### Goal A
Answer these from the angle bisector thread below, one answer per line, marked like the questions.
(i) What value does Answer 1 find for angle XZY?
(ii) What value is boxed for angle OYZ?
(iii) What final value is given for angle YOZ?
### Goal B
In the angle bisector thread below, restate the paragraph beginning "It is also given that" as one shorter sentence that keeps its facts.
### Goal C
List every distinct angle that Answer 1 of the angle bisector thread below names with the angle symbol.

++++ Excerpted text ++++

Question

In this figure, LX = 62° angle XYZ = 54 if YO and ZO are the bisectors bisectors of angle XYZ respectively of ∆XYZ and angle YOZ. find angle OZY and angle YOZ ​

Answer 1

$\text{In the given figure it is given that:}$

$\angle{X} = 62^{\circ}\; ;\; \angle{XYZ} = 54^{\circ}$

$\text{We know that sum of angles in a triangle is }180^{\circ}$

$\implies \text{In }\triangle{XYZ}$

$\implies \angle{X} + \angle{XYZ} + \angle{XZY} = 180^{\circ}$

$\implies 62^{\circ} + 54^{\circ} + \angle{XZY} = 180^{\circ}$

$\implies 116^{\circ} + \angle{XZY} = 180^{\circ}$

$\implies \angle{XZY} = 180^{\circ} - 116^{\circ}$

$\implies \angle{XZY} = 64^{\circ}$

$\text{It is also given that }YO \text{ and }ZO \text{ are angle bisectors of }\\\angle{XYZ}\text{ and }\angle{XZY} \text{ respectively}$

$\implies \angle{OYZ} = \dfrac12\times \angle{XYZ}$

$\implies \angle{OYZ} = \dfrac{54}{2}$

$\implies \boxed{\angle{OYZ} = 27^{\circ}}$

$\implies \angle{OZY} = \dfrac12{\angle{XZY}}$

$\implies \angle{OZY} = \dfrac{64}{2}$

$\implies \boxed{\angle{XZY} = 32^{\circ}}$

$\text{We know that sum of angles in a triangle is }180^{\circ}$

$\implies \text{In }\triangle{OYZ}$

$\implies \angle{OYZ} + \angle{OZY} + \angle{YOZ} = 180^{\circ}$

$\implies 27^{\circ} + 32^{\circ} + \angle{YOZ} = 180^{\circ}$

$\implies 59^{\circ} + \angle{YOZ} = 180^{\circ}$

$\implies \angle{YOZ} = 180^{\circ} - 59^{\circ}$

$\implies \boxed{\angle{YOZ = 121^{\circ}}}$

++++ Data listing ++++

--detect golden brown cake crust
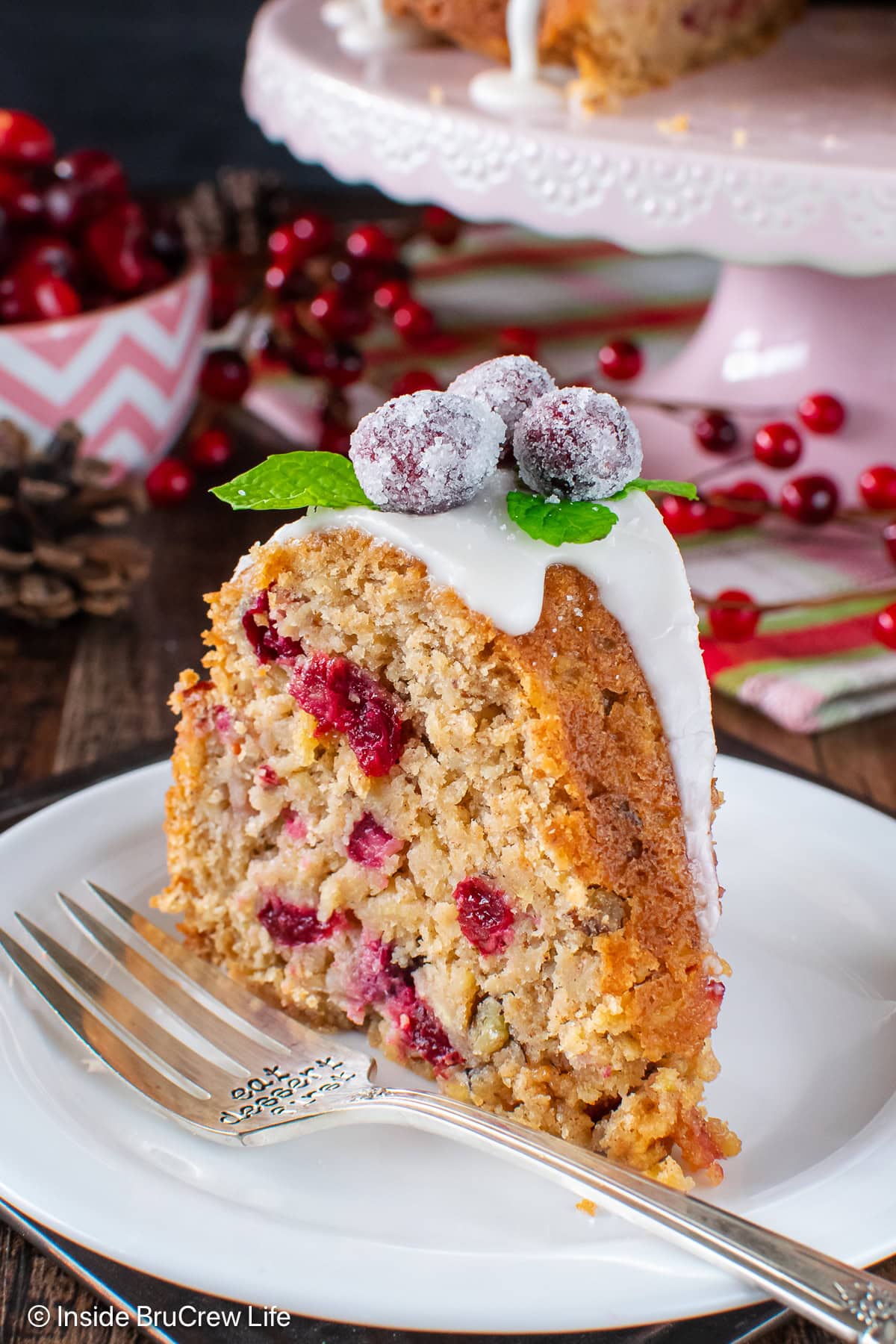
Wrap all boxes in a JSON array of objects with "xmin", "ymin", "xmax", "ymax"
[{"xmin": 160, "ymin": 528, "xmax": 739, "ymax": 1184}]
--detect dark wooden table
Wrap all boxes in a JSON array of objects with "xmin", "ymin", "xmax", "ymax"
[{"xmin": 0, "ymin": 419, "xmax": 896, "ymax": 1344}]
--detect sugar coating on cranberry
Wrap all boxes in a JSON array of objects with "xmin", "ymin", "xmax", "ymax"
[
  {"xmin": 447, "ymin": 355, "xmax": 558, "ymax": 459},
  {"xmin": 348, "ymin": 391, "xmax": 505, "ymax": 514},
  {"xmin": 513, "ymin": 387, "xmax": 644, "ymax": 500},
  {"xmin": 454, "ymin": 877, "xmax": 513, "ymax": 957},
  {"xmin": 345, "ymin": 812, "xmax": 402, "ymax": 868}
]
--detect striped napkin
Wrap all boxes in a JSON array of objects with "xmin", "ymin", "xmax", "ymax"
[{"xmin": 249, "ymin": 225, "xmax": 896, "ymax": 732}]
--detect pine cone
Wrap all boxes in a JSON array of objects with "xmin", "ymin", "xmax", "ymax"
[{"xmin": 0, "ymin": 420, "xmax": 149, "ymax": 625}]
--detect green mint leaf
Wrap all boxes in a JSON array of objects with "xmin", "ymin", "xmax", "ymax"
[
  {"xmin": 610, "ymin": 476, "xmax": 697, "ymax": 500},
  {"xmin": 508, "ymin": 491, "xmax": 618, "ymax": 546},
  {"xmin": 212, "ymin": 452, "xmax": 376, "ymax": 509}
]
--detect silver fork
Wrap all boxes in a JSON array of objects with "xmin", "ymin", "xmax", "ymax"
[{"xmin": 0, "ymin": 883, "xmax": 896, "ymax": 1344}]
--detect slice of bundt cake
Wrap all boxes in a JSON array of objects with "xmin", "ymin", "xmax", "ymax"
[{"xmin": 158, "ymin": 359, "xmax": 738, "ymax": 1184}]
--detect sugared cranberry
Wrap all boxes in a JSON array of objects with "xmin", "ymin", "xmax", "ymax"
[
  {"xmin": 345, "ymin": 225, "xmax": 395, "ymax": 262},
  {"xmin": 797, "ymin": 393, "xmax": 846, "ymax": 434},
  {"xmin": 752, "ymin": 420, "xmax": 803, "ymax": 470},
  {"xmin": 447, "ymin": 355, "xmax": 556, "ymax": 457},
  {"xmin": 390, "ymin": 368, "xmax": 442, "ymax": 396},
  {"xmin": 709, "ymin": 588, "xmax": 759, "ymax": 644},
  {"xmin": 659, "ymin": 494, "xmax": 709, "ymax": 536},
  {"xmin": 392, "ymin": 299, "xmax": 435, "ymax": 346},
  {"xmin": 0, "ymin": 108, "xmax": 57, "ymax": 165},
  {"xmin": 345, "ymin": 812, "xmax": 402, "ymax": 868},
  {"xmin": 498, "ymin": 326, "xmax": 538, "ymax": 359},
  {"xmin": 454, "ymin": 877, "xmax": 513, "ymax": 957},
  {"xmin": 311, "ymin": 286, "xmax": 371, "ymax": 339},
  {"xmin": 513, "ymin": 387, "xmax": 642, "ymax": 500},
  {"xmin": 373, "ymin": 279, "xmax": 411, "ymax": 313},
  {"xmin": 423, "ymin": 205, "xmax": 464, "ymax": 247},
  {"xmin": 190, "ymin": 425, "xmax": 234, "ymax": 472},
  {"xmin": 19, "ymin": 234, "xmax": 78, "ymax": 279},
  {"xmin": 144, "ymin": 457, "xmax": 196, "ymax": 508},
  {"xmin": 317, "ymin": 340, "xmax": 364, "ymax": 387},
  {"xmin": 598, "ymin": 340, "xmax": 644, "ymax": 383},
  {"xmin": 349, "ymin": 393, "xmax": 505, "ymax": 514},
  {"xmin": 258, "ymin": 895, "xmax": 343, "ymax": 948},
  {"xmin": 693, "ymin": 411, "xmax": 739, "ymax": 453},
  {"xmin": 880, "ymin": 523, "xmax": 896, "ymax": 563},
  {"xmin": 0, "ymin": 168, "xmax": 43, "ymax": 225},
  {"xmin": 780, "ymin": 476, "xmax": 839, "ymax": 527},
  {"xmin": 15, "ymin": 264, "xmax": 81, "ymax": 321},
  {"xmin": 873, "ymin": 602, "xmax": 896, "ymax": 649},
  {"xmin": 243, "ymin": 590, "xmax": 302, "ymax": 662},
  {"xmin": 199, "ymin": 349, "xmax": 252, "ymax": 402},
  {"xmin": 289, "ymin": 653, "xmax": 405, "ymax": 777},
  {"xmin": 859, "ymin": 464, "xmax": 896, "ymax": 509}
]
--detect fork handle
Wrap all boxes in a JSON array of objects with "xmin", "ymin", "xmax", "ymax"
[{"xmin": 357, "ymin": 1089, "xmax": 896, "ymax": 1344}]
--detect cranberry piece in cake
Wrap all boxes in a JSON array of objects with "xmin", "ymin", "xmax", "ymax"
[
  {"xmin": 243, "ymin": 588, "xmax": 302, "ymax": 662},
  {"xmin": 348, "ymin": 391, "xmax": 505, "ymax": 514},
  {"xmin": 454, "ymin": 877, "xmax": 513, "ymax": 957},
  {"xmin": 289, "ymin": 653, "xmax": 403, "ymax": 777},
  {"xmin": 513, "ymin": 387, "xmax": 642, "ymax": 500},
  {"xmin": 346, "ymin": 812, "xmax": 402, "ymax": 868},
  {"xmin": 447, "ymin": 355, "xmax": 558, "ymax": 457},
  {"xmin": 258, "ymin": 895, "xmax": 340, "ymax": 948}
]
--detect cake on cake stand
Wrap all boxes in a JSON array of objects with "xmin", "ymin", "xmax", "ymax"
[{"xmin": 243, "ymin": 0, "xmax": 896, "ymax": 504}]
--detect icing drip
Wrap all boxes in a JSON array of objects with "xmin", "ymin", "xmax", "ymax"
[
  {"xmin": 237, "ymin": 470, "xmax": 719, "ymax": 937},
  {"xmin": 321, "ymin": 0, "xmax": 429, "ymax": 57},
  {"xmin": 470, "ymin": 0, "xmax": 564, "ymax": 111}
]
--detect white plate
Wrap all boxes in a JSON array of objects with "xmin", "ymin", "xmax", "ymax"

++++

### Exercise result A
(i) 64°
(ii) 27°
(iii) 121°

### Exercise result B
YO bisects angle XYZ, and ZO bisects angle XZY.

### Exercise result C
angle X, angle XYZ, angle XZY, angle OYZ, angle OZY, angle YOZ